Effects of delayed cord clamping in very-low-birth-weight infants

Department of Pediatrics, Women and Infants' Hospital, 101 Dudley Street, Providence, RI 02905, USA.
Journal of perinatology: official journal of the California Perinatal Association (Impact Factor: 2.07). 04/2011; 31 Suppl 1:S68-71. DOI: 10.1038/jp.2010.186
Source: PubMed


Delayed cord clamping (DCC) may be beneficial in very-preterm and very-low-birth-weight infants.
This study was a randomized unmasked controlled trial. It was performed at three centers of the NICHD (National Institute of Child Health and Human Development) Neonatal Research Network. DCC in very-preterm and very-low-birth-weight infants will result in an increase in hematocrit levels at 4 h of age. Infants with a gestational age of 24 to 28 weeks were randomized to either early cord clamping (<10 s) or DCC (30 to 45 s). The primary outcome was venous hematocrit at 4 h of age. Secondary outcomes included delivery room management, selected neonatal morbidities and the need for blood transfusion during the infants' hospital stay.

PROBLEM 1:
In the abstract on delayed cord clamping:
(a) At how many centers of the NICHD Neonatal Research Network was the trial performed?
(b) What range of gestational age did the enrolled infants have?
(c) What was the primary outcome?
PROBLEM 2: Carry on the delayed cord clamping abstract from its final sentence.

GIVEN INFORMATION:
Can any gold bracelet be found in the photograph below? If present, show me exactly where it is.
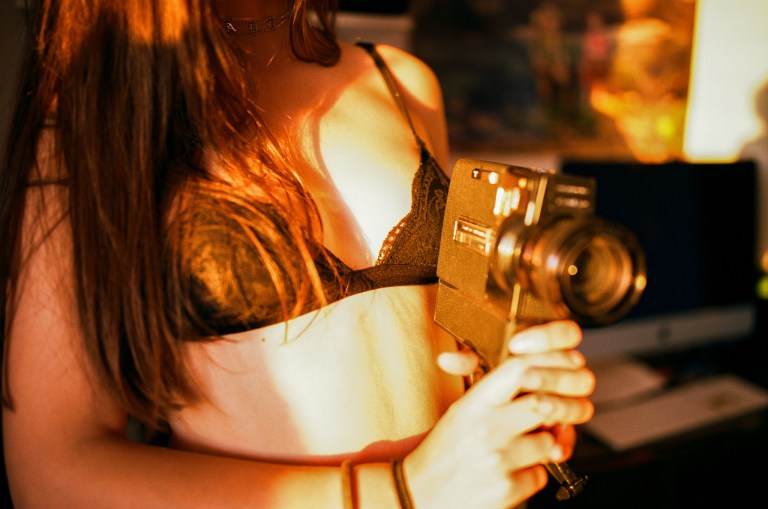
[341,460,357,509]
[392,459,413,509]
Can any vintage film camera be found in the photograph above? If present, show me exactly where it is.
[435,159,646,499]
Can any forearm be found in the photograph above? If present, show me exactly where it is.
[9,438,398,509]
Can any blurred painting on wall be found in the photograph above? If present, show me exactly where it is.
[412,0,695,162]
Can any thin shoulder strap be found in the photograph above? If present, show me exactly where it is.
[356,41,423,145]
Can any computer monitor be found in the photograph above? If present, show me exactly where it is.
[560,160,758,359]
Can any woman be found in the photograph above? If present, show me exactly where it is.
[0,0,594,509]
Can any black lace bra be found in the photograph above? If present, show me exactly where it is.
[184,43,449,334]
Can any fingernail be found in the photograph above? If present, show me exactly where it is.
[509,333,537,354]
[549,444,563,462]
[523,371,544,390]
[533,398,555,416]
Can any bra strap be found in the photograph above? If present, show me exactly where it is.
[355,41,424,148]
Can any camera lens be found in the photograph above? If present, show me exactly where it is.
[496,217,646,325]
[544,218,645,325]
[559,228,637,321]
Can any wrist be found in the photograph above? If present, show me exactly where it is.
[342,461,416,509]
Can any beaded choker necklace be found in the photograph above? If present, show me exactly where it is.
[224,9,291,35]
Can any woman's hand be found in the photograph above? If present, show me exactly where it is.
[412,321,595,509]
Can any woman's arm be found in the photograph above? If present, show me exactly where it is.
[3,157,395,509]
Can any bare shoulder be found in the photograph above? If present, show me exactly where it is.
[366,44,442,112]
[343,44,449,168]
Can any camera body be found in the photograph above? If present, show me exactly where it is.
[434,159,646,370]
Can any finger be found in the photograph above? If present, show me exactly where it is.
[520,367,596,397]
[513,393,595,429]
[484,394,594,442]
[503,431,563,470]
[549,424,576,462]
[465,357,528,406]
[507,465,549,507]
[437,349,480,376]
[508,320,581,354]
[514,350,586,369]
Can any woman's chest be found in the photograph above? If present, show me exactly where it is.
[172,287,462,461]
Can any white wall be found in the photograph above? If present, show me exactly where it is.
[685,0,768,161]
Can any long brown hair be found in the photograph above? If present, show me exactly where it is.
[0,0,339,429]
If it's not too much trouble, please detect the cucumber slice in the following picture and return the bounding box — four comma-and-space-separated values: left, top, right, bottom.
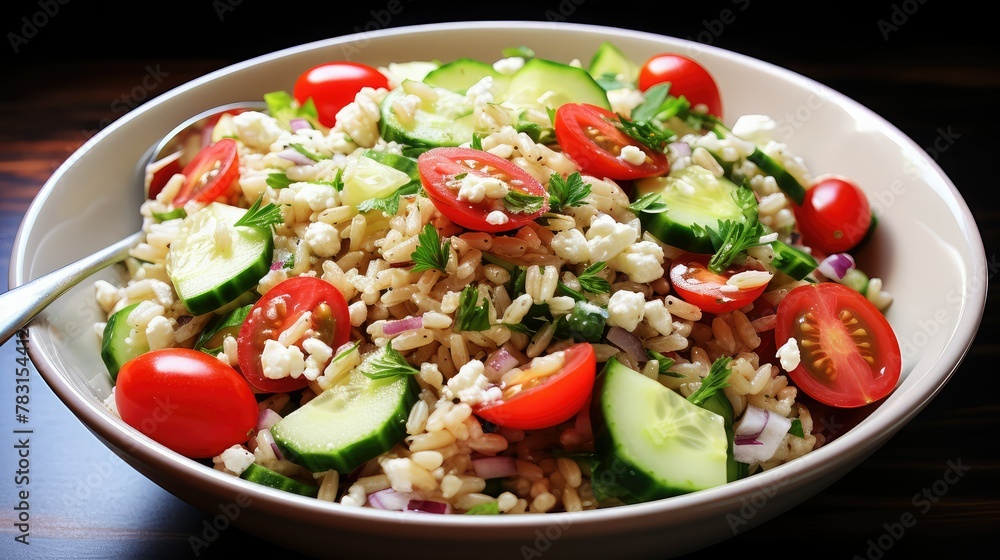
587, 41, 639, 89
771, 241, 819, 280
379, 83, 476, 148
101, 303, 149, 381
240, 463, 319, 498
167, 202, 274, 315
591, 358, 730, 503
340, 154, 419, 208
747, 148, 806, 204
634, 165, 744, 254
271, 368, 419, 474
502, 58, 611, 112
423, 58, 509, 94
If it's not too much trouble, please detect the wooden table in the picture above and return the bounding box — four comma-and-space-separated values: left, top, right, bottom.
0, 2, 1000, 559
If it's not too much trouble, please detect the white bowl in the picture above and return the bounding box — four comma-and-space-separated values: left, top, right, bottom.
11, 22, 986, 559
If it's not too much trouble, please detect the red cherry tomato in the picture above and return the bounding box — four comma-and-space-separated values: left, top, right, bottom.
554, 103, 670, 180
474, 342, 597, 430
774, 282, 902, 408
292, 60, 389, 127
670, 253, 767, 313
639, 53, 722, 119
115, 348, 257, 459
173, 138, 240, 206
417, 148, 549, 233
795, 175, 872, 255
236, 276, 351, 393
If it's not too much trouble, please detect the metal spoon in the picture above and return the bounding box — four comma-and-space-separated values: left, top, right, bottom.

WRITTEN REPLY 1:
(a) Three.
(b) 24 to 28 weeks.
(c) Venous hematocrit at 4 h of age.

WRITTEN REPLY 2:
A total of 33 infants were randomized: 17 to the immediate cord clamping group (cord clamped at 7.9±5.2 s, mean±s.d.) and 16 to the DCC (cord clamped at 35.2±10.1 s) group. Hematocrit was higher in the DCC group (45±8% vs 40±5%, P<0.05). The frequency of events during delivery room resuscitation was almost identical between the two groups. There was no difference in the hourly mean arterial blood pressure during the first 12 h of life; there was a trend in the difference in the incidence of selected neonatal morbidities, hematocrit at 2, 4 and 6 weeks, as well as the need for transfusion, but none of the differences was statistically significant.
A higher hematocrit is achieved by DCC in very-low-birth-weight infants, suggesting effective placental transfusion.